## GIVEN EXERCISE
Quote the listing below word for word, from start to finish, but leave out the pictures.

## AVAILABLE RECORDS
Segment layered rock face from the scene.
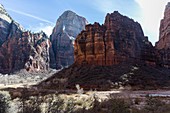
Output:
[50,11,87,69]
[0,4,23,46]
[155,2,170,68]
[156,2,170,49]
[0,32,50,73]
[74,11,155,66]
[0,5,51,73]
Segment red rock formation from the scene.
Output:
[50,11,87,69]
[74,11,154,65]
[156,2,170,49]
[0,32,50,73]
[155,2,170,68]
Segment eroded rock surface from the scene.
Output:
[0,32,50,73]
[155,2,170,68]
[74,11,154,66]
[50,11,87,69]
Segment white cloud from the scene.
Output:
[28,23,54,36]
[93,0,116,13]
[135,0,170,42]
[7,8,53,24]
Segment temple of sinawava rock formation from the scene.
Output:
[74,11,155,66]
[155,2,170,68]
[38,7,170,90]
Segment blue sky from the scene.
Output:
[0,0,170,45]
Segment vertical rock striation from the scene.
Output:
[0,32,50,73]
[50,11,87,69]
[0,5,51,73]
[74,11,154,66]
[155,2,170,68]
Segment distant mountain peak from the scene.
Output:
[50,10,87,68]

## EXERCISE ANSWER
Segment layered rock face from the scene.
Output:
[50,11,87,69]
[0,4,23,46]
[155,2,170,68]
[156,2,170,49]
[0,32,50,73]
[74,11,155,66]
[0,5,51,73]
Segment red rock formation from the scene.
Output:
[50,11,87,69]
[74,11,154,65]
[156,2,170,49]
[0,32,50,73]
[155,2,170,68]
Segment eroded rock surface from the scene.
Output:
[0,32,50,73]
[155,2,170,68]
[74,11,154,66]
[50,11,87,69]
Segment white cloud from the scene.
Output:
[28,23,54,36]
[93,0,116,13]
[135,0,170,42]
[7,8,53,24]
Segment temple of sinawava rock formation from the scene.
Output:
[74,11,155,66]
[155,2,170,68]
[38,7,170,90]
Segment blue sky from the scene.
Output:
[0,0,170,45]
Segment vertical rock striation from the scene.
Output:
[0,32,50,73]
[50,11,87,69]
[0,5,51,73]
[74,11,154,66]
[155,2,170,68]
Segment distant mountain peak from the scene.
Output:
[50,10,87,68]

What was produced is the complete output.